[WRITTEN REQUEST]:
Tally the lines in the listing below that contain the string "woman" with case matching exactly, and give only that count.

[EXERCISE DATA]:
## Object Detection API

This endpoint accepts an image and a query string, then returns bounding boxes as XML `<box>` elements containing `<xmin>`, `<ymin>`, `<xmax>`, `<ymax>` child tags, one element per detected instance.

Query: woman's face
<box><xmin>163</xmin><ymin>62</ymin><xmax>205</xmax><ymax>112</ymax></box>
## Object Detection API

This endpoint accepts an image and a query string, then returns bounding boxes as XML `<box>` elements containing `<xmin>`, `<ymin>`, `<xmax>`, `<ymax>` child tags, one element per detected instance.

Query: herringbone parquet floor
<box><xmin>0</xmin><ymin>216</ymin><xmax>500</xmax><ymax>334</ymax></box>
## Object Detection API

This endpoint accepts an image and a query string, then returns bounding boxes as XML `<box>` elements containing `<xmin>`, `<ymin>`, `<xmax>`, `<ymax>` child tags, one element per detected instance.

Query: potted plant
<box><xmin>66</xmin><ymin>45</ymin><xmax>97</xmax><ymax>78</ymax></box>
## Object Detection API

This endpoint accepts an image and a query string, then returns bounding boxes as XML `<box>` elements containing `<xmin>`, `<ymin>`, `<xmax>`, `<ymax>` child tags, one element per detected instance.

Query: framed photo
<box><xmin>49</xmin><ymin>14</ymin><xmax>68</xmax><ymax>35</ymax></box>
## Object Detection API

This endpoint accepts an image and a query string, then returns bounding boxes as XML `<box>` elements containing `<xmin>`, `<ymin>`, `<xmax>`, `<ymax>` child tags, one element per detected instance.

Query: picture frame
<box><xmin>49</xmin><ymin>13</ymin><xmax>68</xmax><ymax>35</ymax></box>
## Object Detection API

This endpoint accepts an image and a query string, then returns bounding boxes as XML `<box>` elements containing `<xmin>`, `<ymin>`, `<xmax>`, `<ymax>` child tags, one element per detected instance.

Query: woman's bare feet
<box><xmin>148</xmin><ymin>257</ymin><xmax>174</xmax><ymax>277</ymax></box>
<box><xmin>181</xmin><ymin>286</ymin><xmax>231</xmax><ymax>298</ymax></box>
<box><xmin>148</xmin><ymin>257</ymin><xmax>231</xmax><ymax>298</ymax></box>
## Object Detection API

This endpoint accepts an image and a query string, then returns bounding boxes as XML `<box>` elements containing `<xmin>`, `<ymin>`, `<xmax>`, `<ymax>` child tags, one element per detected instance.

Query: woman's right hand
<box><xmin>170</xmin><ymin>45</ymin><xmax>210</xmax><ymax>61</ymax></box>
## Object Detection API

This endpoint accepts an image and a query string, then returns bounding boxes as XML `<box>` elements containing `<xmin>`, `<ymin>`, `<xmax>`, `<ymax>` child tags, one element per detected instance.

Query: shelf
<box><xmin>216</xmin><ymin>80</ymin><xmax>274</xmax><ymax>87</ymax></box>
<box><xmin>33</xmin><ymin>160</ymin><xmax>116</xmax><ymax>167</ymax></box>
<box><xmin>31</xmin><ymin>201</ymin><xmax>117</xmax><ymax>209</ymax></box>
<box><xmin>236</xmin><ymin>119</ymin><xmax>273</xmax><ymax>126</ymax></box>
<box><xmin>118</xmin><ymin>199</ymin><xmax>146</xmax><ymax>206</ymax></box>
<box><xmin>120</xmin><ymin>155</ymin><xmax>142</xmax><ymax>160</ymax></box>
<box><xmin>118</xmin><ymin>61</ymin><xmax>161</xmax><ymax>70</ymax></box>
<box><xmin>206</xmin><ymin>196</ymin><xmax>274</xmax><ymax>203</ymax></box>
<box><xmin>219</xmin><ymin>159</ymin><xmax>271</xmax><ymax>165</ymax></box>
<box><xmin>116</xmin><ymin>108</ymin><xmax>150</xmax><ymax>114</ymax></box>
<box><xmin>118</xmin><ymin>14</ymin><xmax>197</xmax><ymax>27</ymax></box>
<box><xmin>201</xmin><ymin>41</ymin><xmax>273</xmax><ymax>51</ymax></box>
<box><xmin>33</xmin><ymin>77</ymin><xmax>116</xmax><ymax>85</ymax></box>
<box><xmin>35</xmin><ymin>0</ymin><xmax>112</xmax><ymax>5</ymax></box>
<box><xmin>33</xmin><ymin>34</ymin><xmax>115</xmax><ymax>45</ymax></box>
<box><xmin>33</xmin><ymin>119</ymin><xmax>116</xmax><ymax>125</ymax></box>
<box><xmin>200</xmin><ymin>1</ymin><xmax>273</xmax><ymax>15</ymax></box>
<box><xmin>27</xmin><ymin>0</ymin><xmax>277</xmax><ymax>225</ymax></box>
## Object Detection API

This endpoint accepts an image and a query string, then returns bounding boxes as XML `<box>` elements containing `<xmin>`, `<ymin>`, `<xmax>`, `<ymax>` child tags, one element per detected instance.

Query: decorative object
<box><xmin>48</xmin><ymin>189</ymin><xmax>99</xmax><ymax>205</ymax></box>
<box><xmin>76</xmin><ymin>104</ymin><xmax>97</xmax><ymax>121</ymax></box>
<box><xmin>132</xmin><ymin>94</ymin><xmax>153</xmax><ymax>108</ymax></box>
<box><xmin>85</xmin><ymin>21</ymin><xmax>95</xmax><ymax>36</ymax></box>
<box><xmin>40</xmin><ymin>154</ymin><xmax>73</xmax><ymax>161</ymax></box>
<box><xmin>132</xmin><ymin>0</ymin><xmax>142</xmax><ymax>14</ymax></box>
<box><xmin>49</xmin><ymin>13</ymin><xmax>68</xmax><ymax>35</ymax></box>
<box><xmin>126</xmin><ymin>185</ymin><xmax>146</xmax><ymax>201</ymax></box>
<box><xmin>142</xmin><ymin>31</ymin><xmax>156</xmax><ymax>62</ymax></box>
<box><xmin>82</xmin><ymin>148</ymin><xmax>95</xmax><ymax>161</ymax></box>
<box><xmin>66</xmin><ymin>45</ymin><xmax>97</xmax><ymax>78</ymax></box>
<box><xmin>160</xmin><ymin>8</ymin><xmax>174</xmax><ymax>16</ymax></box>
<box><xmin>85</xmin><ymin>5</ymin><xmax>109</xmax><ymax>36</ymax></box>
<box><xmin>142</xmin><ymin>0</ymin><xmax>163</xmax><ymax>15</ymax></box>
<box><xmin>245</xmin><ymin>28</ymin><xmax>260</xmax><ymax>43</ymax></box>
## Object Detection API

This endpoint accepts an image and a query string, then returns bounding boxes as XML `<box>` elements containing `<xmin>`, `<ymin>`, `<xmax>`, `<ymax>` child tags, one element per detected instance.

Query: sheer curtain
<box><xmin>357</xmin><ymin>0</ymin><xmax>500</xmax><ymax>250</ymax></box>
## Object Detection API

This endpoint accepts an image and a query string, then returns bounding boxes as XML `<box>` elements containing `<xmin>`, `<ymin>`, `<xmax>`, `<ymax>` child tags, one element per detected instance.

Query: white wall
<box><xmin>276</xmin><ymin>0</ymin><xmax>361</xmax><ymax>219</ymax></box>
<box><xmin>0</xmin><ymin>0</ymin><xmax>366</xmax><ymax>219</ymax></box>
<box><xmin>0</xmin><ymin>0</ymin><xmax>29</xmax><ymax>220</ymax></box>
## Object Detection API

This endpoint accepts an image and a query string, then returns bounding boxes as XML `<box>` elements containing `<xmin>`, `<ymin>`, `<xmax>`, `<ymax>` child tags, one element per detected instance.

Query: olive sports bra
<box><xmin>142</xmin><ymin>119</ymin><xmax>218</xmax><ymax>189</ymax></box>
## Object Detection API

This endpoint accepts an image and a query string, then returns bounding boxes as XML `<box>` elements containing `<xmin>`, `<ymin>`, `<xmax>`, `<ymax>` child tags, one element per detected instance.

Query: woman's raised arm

[WRITTEN ANSWER]:
4